## THE EXERCISE:
Pick out each row below containing the word "white", and copy those rows whole. The match is case-sensitive.

## INFORMATION GIVEN:
=-=-=

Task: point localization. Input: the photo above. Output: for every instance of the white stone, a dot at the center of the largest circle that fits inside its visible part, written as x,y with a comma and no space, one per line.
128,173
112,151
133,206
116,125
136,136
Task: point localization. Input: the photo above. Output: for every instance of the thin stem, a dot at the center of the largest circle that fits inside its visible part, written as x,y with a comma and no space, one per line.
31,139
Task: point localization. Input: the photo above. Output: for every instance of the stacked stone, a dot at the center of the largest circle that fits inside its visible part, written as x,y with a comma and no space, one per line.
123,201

=-=-=

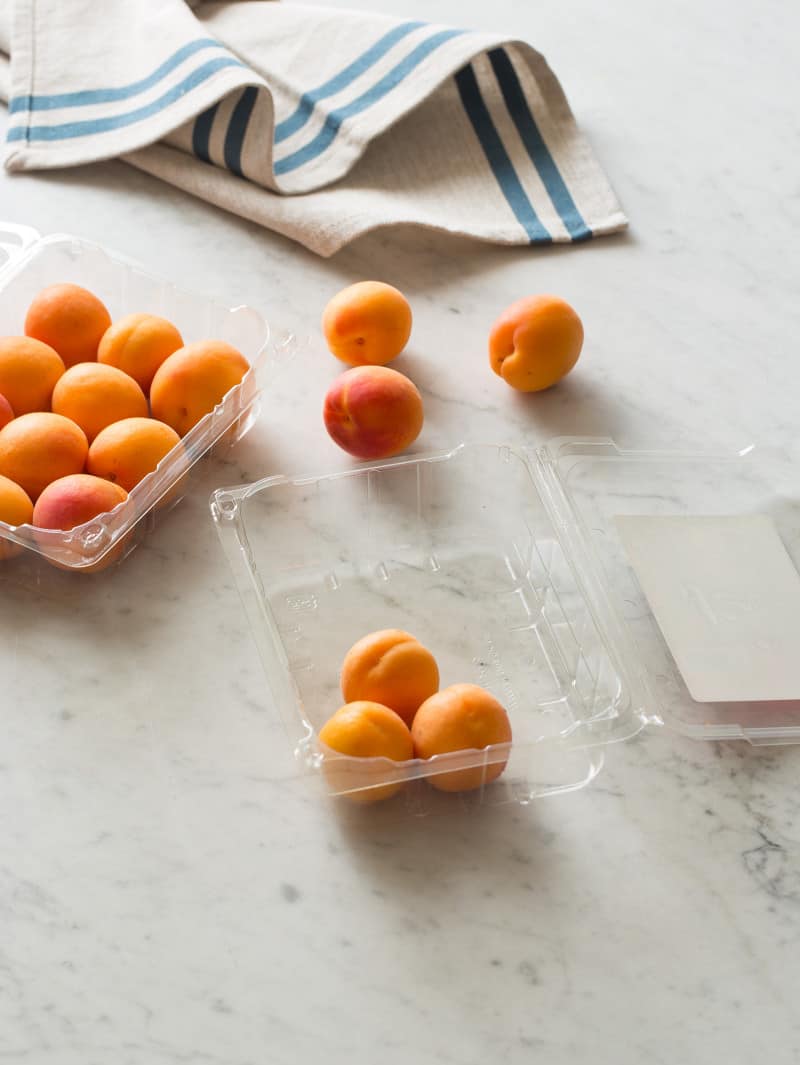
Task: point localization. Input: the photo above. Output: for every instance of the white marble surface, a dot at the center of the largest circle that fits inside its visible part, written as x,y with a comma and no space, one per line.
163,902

=-=-=

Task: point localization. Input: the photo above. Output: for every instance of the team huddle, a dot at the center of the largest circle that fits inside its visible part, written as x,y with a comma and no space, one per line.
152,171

=-=-=

## ANSWER TO THIS PROBLEM:
Task: point localization. Input: the photo above. Output: for every instance of the white stone, a dot at the center of the largest circle that fits inside its visible part, written as x,y with a comma and no space, one per line.
Task: point localization. Input: the photo above. Output: for every instance of the white marble surface, a dot at the center of the largest circle that fits inside its visible part, written as x,y with a comma and no space, one per line.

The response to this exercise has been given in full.